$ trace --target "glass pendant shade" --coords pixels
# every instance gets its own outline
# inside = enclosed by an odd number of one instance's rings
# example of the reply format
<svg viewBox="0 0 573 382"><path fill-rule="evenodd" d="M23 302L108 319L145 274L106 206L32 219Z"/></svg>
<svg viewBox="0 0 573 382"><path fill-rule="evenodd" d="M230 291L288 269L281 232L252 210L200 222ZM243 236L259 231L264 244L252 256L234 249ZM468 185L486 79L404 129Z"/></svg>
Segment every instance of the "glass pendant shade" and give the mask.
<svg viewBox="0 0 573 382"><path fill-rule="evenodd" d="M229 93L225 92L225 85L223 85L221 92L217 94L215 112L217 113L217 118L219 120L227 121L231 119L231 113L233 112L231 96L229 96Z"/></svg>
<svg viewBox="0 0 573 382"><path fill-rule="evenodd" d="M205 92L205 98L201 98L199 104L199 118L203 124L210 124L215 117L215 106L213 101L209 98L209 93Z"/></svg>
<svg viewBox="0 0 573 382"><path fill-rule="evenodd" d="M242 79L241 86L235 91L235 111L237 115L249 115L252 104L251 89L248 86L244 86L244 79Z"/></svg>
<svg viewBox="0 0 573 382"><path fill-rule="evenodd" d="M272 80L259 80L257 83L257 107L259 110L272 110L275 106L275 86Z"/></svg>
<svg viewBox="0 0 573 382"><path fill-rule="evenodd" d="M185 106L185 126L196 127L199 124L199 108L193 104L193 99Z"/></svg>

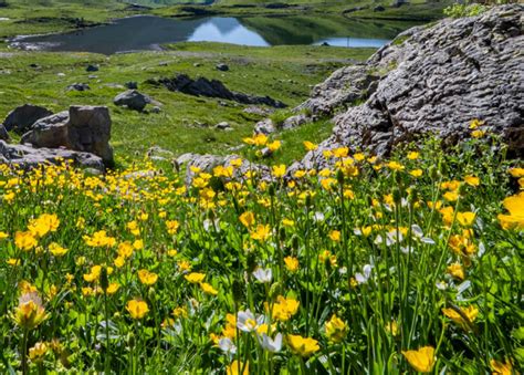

^^^^^^^^

▶ _Required work_:
Reproduce the material above word for word, from the first line to the last, and omit the picture.

▶ _Response_:
$ trace --target "glass pendant shade" --coords pixels
# every instance gets its own outline
# inside = enclosed by an odd number of one instance's rings
# example of the reply format
<svg viewBox="0 0 573 382"><path fill-rule="evenodd" d="M23 302L108 319L145 274L106 206L32 219Z"/></svg>
<svg viewBox="0 0 573 382"><path fill-rule="evenodd" d="M230 291L288 269L281 232L252 210L200 222ZM243 236L259 231L264 244L252 256L234 249ZM468 185L486 79L404 129Z"/></svg>
Segment every instance of the "glass pendant shade" and give the mask.
<svg viewBox="0 0 573 382"><path fill-rule="evenodd" d="M229 93L225 92L225 85L223 85L221 92L217 94L215 112L217 113L217 118L219 120L227 121L231 119L231 113L233 112L231 96L229 96Z"/></svg>
<svg viewBox="0 0 573 382"><path fill-rule="evenodd" d="M205 92L205 98L201 98L199 104L199 118L203 124L210 124L215 117L215 106L213 101L209 98L209 93Z"/></svg>
<svg viewBox="0 0 573 382"><path fill-rule="evenodd" d="M242 79L241 86L235 91L235 111L237 115L249 115L252 104L251 89L248 86L244 86L244 79Z"/></svg>
<svg viewBox="0 0 573 382"><path fill-rule="evenodd" d="M272 80L259 80L257 83L257 107L259 110L272 110L275 106L275 86Z"/></svg>
<svg viewBox="0 0 573 382"><path fill-rule="evenodd" d="M185 106L185 126L196 127L199 124L199 108L193 104L193 99Z"/></svg>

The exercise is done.